====== Information supplied

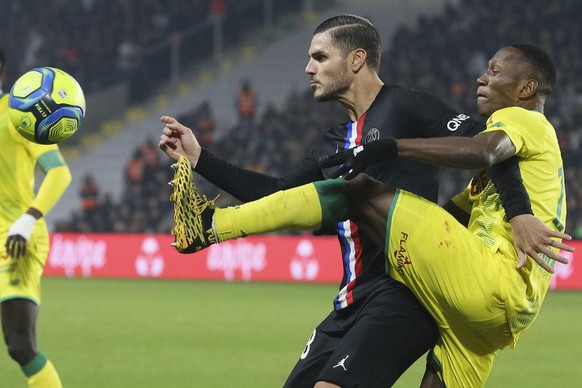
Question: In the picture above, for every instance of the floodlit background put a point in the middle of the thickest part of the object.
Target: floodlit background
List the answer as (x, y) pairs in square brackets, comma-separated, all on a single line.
[(137, 60)]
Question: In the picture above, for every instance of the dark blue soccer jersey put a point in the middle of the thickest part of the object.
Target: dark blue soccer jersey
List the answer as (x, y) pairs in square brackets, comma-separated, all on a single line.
[(396, 112)]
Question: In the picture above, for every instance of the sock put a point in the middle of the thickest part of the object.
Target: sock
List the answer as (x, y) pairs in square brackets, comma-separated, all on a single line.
[(41, 373), (306, 207)]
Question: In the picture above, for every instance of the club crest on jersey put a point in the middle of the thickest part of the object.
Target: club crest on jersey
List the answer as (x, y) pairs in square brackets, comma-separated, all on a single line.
[(373, 134), (456, 122)]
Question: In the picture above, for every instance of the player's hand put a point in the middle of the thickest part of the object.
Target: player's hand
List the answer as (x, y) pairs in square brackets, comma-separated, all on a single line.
[(355, 160), (533, 238), (19, 235), (178, 140)]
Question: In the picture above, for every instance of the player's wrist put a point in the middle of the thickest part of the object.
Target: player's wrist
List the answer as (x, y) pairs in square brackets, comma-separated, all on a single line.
[(23, 226)]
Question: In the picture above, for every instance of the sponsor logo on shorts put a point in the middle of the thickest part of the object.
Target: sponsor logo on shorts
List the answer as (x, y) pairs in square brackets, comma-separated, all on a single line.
[(342, 363), (401, 254), (372, 135)]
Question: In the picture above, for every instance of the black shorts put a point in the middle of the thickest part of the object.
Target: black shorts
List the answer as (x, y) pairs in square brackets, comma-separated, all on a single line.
[(369, 344)]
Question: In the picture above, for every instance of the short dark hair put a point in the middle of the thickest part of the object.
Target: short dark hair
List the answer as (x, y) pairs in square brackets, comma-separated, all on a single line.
[(350, 32), (542, 65)]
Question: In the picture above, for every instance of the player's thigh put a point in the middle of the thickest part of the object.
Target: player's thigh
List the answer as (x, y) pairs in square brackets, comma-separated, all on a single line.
[(446, 266), (392, 331), (21, 278), (459, 363), (318, 348)]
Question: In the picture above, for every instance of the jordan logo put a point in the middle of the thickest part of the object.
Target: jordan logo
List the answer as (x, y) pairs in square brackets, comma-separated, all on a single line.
[(342, 363)]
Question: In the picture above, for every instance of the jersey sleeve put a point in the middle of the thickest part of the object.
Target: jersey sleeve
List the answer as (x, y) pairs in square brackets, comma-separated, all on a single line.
[(434, 118)]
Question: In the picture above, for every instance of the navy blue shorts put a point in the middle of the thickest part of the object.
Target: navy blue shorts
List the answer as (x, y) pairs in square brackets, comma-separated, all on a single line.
[(369, 344)]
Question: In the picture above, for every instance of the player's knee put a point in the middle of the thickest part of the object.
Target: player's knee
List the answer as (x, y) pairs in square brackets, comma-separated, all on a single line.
[(21, 348)]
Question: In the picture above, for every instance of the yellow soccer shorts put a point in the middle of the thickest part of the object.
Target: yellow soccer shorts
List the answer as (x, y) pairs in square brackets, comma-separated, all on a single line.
[(20, 278), (457, 280)]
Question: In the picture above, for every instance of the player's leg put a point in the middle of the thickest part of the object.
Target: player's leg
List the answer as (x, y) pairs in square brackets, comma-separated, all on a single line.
[(307, 207), (20, 296), (19, 329), (319, 346), (457, 280)]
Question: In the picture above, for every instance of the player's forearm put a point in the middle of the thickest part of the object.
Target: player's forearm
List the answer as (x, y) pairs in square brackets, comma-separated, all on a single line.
[(454, 152), (245, 185)]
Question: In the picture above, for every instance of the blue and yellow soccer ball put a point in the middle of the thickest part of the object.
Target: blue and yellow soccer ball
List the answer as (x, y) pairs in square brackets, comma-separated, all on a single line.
[(46, 105)]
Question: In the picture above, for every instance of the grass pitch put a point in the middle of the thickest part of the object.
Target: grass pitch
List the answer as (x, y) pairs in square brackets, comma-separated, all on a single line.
[(152, 333)]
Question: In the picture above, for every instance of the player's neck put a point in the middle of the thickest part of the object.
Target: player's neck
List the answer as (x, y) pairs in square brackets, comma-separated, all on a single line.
[(361, 97)]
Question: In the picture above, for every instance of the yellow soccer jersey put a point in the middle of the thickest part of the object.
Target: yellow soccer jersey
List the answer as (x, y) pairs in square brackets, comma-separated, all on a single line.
[(18, 160), (541, 168)]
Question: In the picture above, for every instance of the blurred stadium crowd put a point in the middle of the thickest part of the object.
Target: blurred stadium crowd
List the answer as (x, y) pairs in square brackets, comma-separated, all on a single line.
[(442, 55)]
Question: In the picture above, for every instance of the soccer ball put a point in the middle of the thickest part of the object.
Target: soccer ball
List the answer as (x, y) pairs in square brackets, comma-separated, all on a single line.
[(46, 105)]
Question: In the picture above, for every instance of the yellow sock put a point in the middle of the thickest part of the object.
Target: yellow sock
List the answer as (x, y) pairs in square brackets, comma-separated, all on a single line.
[(305, 207), (41, 373)]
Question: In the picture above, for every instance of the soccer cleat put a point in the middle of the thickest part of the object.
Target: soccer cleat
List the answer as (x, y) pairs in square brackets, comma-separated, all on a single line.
[(192, 212)]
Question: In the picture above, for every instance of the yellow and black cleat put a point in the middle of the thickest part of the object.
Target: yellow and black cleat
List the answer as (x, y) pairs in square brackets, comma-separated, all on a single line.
[(192, 212)]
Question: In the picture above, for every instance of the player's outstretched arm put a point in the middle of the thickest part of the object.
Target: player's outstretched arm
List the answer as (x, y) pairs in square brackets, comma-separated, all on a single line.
[(533, 238), (178, 140)]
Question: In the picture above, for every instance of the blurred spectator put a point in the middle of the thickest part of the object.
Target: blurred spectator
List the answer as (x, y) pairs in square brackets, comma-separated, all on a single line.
[(246, 106), (442, 55)]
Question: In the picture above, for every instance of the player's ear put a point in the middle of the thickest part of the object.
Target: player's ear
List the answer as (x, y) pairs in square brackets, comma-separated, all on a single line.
[(528, 89), (358, 59)]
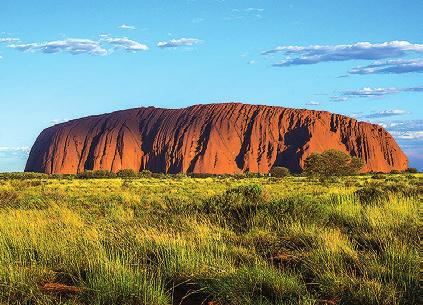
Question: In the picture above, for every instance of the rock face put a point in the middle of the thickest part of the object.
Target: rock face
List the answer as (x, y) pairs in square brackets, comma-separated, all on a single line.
[(214, 138)]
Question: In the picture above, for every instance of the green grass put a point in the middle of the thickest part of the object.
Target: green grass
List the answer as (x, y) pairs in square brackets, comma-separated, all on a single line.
[(182, 240)]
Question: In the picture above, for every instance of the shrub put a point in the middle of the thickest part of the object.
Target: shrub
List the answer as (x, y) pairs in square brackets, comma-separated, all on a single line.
[(126, 173), (145, 173), (279, 172), (370, 194), (412, 170), (332, 163), (95, 174)]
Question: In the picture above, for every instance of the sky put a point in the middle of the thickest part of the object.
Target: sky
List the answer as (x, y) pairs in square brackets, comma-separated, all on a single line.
[(61, 60)]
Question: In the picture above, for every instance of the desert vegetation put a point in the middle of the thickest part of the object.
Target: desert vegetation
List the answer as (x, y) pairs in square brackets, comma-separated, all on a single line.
[(216, 240)]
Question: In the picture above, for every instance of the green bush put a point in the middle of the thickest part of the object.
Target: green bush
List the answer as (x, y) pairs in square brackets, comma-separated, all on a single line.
[(96, 174), (332, 163), (412, 170), (279, 172), (127, 173)]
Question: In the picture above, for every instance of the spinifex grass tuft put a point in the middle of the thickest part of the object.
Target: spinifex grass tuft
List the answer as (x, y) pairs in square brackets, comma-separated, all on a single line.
[(182, 240)]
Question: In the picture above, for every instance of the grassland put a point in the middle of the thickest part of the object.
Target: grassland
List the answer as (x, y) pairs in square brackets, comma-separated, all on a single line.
[(182, 240)]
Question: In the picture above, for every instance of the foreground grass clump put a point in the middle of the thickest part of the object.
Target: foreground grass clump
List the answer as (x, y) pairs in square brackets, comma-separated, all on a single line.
[(185, 240)]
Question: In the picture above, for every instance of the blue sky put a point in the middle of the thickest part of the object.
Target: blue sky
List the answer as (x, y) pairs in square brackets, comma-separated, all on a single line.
[(66, 59)]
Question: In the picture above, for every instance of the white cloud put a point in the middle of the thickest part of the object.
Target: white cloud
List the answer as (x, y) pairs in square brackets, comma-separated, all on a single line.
[(396, 66), (58, 121), (386, 113), (173, 43), (306, 55), (127, 27), (197, 20), (9, 40), (14, 152), (254, 10), (126, 44), (368, 92), (72, 46), (408, 135)]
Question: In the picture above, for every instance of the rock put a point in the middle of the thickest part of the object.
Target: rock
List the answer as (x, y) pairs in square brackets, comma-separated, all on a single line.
[(213, 138)]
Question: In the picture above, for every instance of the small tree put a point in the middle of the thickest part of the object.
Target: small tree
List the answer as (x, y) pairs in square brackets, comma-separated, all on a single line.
[(332, 163), (412, 170), (279, 172), (126, 173)]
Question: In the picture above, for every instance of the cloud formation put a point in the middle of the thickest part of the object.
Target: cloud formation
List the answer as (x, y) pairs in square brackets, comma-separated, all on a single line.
[(9, 40), (368, 92), (127, 27), (14, 152), (386, 113), (397, 66), (306, 55), (72, 46), (174, 43), (126, 44)]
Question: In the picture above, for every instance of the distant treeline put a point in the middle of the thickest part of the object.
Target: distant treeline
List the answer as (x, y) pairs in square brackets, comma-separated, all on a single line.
[(128, 174)]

============

• Aim: Copy out word for word the lines of the listing above, starting with the line that contains "Question: In the picture above, for every instance of the small" and going through the last line of the listing.

• Solved problem:
Question: In the picture above, for every instance of the small tree put a point in the middle of the thickest part of the object.
Target: small tree
List the answer as (x, y) pairs in square brackets, comma-separated, all on a single line.
[(332, 163), (412, 170), (279, 172), (126, 173)]
Question: In the picture above, for every instance of the cloud formation put a point in the middle of the thickest part of the object.
Target: cloud formation
List the answer as (x, y) pairs in square brackets, comma-separated, all on a single line.
[(9, 40), (368, 92), (127, 27), (14, 152), (386, 113), (397, 66), (306, 55), (72, 46), (174, 43), (126, 44)]
Question: In the picture above, for every instance of the distant treeline put a point in the middle of the thickest part of the object.
Target: distant treeline
List the answer as (x, y) pairs in square brackets, comma-separated, all on a single line.
[(128, 174)]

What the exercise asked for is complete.